• SOURCE EXTRACT:
* * * * * * * * *

Collectivist
Definition:
(n.) An advocate of collectivism.
(a.) Relating to, or characteristic of, collectivism.
Example Sentences:
(1) This tendency to blame the victim appears to transcend fundamental philosophic differences which have traditionally distinguished some collectivist and individualist societies.
(2) "The speed with which the Labour party eclipsed the Liberal party in the early part of the last century was, in large part, because Labour better understood the need for such collectivist responses, especially at a time of war, and an internally divided Liberal party did not."
(3) This slump has cost many more jobs under America's untrammelled capitalism than in relatively collectivist Germany.
(4) They base their ire on neighbourhoods that have been radically altered, a state that often seems to operate according to its own distant logic, and the absence of the kind of collectivist politics they feel Labour has left behind as it chases the votes of people in supposedly affluent marginals.
(5) Vietnamese mental health needs are best understood in terms of the family unit, which is extended, collectivistic, and patriarchal.

* * * * * * * * *

• RECORDS SUPPLIED:
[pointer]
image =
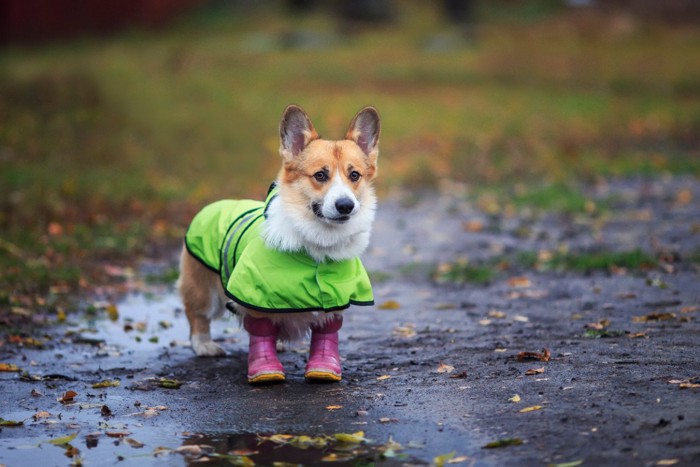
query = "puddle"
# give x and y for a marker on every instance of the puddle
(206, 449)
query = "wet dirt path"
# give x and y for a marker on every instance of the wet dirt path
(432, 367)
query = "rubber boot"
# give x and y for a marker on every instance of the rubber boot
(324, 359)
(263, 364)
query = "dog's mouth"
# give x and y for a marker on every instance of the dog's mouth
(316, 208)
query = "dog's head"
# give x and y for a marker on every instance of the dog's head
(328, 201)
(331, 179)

* * * * * * * * *

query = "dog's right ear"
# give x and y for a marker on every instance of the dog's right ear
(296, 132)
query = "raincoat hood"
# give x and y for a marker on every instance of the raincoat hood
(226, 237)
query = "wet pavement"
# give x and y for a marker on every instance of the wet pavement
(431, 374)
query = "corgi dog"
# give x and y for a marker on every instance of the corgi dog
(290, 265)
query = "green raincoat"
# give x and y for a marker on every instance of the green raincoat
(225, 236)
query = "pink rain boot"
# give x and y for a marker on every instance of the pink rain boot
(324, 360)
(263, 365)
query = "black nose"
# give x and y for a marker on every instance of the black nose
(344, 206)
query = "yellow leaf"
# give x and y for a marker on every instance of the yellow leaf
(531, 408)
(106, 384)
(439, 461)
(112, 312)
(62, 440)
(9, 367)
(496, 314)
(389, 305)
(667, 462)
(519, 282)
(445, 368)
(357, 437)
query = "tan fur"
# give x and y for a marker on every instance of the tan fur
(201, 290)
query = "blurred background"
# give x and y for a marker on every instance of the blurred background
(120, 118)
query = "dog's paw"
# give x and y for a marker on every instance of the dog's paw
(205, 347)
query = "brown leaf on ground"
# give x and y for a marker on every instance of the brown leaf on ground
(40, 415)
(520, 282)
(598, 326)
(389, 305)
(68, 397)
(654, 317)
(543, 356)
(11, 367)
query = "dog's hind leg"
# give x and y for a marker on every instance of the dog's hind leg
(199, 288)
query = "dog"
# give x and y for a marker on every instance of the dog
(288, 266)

* * * * * * * * *

• WHAT THIS EXERCISE ASKS:
• A. Answer these about the collectivist entry:
(i) What does the word mean when used as an adjective?
(ii) Which country does example (3) call "relatively collectivist"?
(iii) According to example (5), in terms of what are Vietnamese mental health needs best understood?
• B. Write out the collectivist entry between "(4) They base" and "supposedly affluent marginals.", inclusive, swapping "neighbourhoods" for "districts".

• RESPONSES BY ITEM NUMBER:
• A.
(i) Relating to, or characteristic of, collectivism.
(ii) Germany.
(iii) The family unit.

• B.
(4) They base their ire on districts that have been radically altered, a state that often seems to operate according to its own distant logic, and the absence of the kind of collectivist politics they feel Labour has left behind as it chases the votes of people in supposedly affluent marginals.